**Description of the task**
State how many lines of the data below contain the string "blonde". Matching is case-sensitive, and the answer is the number alone.
-*-
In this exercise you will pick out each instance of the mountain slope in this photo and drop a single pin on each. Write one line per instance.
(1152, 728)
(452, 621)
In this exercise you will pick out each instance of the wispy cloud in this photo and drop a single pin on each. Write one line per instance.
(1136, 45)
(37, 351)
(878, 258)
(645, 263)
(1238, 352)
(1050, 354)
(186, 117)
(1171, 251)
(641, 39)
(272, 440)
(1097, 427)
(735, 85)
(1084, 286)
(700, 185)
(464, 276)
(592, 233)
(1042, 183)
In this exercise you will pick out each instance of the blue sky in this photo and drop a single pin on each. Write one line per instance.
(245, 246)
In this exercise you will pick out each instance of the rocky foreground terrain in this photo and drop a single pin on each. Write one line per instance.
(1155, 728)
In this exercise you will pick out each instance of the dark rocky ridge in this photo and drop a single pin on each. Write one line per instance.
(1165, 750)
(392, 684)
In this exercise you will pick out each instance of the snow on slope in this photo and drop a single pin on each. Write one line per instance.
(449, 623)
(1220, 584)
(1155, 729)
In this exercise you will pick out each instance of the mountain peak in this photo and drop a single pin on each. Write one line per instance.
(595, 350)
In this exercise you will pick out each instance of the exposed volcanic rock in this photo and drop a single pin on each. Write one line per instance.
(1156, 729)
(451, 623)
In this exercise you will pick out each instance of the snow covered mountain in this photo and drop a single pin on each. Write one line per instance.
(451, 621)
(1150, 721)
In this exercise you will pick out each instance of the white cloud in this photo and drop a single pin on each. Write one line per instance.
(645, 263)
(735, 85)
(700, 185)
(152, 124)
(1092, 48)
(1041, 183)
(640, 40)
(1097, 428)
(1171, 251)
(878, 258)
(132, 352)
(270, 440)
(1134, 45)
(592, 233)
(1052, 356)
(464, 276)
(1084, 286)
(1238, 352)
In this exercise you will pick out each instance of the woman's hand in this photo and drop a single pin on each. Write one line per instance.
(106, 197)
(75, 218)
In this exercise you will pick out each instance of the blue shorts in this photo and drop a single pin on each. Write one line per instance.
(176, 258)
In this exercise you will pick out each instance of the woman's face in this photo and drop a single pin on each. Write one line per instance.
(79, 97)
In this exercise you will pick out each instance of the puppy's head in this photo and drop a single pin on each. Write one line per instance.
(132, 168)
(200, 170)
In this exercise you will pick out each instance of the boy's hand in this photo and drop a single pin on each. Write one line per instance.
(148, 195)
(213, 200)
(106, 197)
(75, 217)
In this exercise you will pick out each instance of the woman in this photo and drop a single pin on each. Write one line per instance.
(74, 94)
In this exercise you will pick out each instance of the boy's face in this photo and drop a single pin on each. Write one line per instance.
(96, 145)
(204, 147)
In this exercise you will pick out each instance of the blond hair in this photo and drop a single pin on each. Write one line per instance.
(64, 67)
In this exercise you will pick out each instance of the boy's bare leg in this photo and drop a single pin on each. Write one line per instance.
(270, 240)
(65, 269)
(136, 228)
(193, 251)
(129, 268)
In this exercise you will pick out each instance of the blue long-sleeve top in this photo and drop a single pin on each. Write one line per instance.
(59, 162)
-*-
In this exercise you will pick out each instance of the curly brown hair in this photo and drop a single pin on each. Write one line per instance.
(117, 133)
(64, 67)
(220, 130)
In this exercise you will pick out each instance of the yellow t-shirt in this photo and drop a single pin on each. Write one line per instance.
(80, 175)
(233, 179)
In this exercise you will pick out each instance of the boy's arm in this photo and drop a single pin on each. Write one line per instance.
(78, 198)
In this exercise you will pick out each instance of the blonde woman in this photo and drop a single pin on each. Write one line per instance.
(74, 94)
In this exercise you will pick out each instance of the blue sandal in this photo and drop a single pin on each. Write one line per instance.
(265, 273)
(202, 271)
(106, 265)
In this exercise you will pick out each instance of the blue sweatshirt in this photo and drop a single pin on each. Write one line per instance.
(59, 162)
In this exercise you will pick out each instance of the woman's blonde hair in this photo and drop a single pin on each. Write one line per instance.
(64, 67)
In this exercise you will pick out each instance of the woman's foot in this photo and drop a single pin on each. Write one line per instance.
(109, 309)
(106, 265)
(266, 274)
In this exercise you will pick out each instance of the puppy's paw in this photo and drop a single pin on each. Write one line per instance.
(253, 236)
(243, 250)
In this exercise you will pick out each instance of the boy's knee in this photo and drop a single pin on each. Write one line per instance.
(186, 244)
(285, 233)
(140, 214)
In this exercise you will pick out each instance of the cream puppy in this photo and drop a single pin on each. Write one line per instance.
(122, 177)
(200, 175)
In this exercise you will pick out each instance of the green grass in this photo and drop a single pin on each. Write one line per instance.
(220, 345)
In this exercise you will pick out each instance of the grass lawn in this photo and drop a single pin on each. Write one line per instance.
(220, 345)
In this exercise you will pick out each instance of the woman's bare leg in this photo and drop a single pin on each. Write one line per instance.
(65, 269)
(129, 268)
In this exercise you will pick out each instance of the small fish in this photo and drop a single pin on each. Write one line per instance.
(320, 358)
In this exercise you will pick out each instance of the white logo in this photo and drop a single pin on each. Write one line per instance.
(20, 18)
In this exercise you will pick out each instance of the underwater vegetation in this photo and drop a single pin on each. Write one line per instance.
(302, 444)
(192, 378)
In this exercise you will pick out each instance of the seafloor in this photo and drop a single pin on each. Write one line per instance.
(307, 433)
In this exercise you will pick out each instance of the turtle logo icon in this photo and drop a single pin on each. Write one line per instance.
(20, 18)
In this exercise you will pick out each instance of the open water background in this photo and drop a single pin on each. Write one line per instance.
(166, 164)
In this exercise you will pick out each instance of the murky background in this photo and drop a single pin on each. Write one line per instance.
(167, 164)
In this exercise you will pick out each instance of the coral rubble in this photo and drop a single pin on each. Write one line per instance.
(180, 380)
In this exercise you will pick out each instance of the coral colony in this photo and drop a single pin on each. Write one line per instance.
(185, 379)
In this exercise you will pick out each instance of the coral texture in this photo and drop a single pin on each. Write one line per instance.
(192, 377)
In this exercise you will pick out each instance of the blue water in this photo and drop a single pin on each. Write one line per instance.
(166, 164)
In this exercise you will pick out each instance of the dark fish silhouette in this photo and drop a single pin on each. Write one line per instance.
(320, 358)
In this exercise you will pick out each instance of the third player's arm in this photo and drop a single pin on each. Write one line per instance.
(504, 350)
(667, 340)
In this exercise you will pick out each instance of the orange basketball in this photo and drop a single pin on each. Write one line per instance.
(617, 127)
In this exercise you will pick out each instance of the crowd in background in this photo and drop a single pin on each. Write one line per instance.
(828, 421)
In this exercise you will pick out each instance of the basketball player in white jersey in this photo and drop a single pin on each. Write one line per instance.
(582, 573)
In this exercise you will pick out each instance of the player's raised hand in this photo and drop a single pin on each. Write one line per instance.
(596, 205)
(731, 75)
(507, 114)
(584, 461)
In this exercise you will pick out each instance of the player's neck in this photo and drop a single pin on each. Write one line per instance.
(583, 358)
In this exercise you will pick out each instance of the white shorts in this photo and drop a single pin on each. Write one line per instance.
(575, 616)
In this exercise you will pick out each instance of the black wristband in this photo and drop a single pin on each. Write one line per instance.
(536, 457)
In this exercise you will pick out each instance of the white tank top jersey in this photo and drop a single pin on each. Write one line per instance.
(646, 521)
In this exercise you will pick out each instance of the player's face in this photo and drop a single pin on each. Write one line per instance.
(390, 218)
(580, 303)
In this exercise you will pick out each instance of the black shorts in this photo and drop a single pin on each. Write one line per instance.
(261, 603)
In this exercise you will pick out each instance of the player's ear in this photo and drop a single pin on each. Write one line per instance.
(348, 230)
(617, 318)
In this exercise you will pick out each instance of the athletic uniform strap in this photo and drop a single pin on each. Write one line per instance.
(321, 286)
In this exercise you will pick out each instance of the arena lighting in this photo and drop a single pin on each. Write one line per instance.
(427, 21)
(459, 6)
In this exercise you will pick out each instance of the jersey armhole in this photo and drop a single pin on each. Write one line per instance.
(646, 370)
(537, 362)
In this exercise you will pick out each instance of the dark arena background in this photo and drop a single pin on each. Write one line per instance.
-*-
**Correct response**
2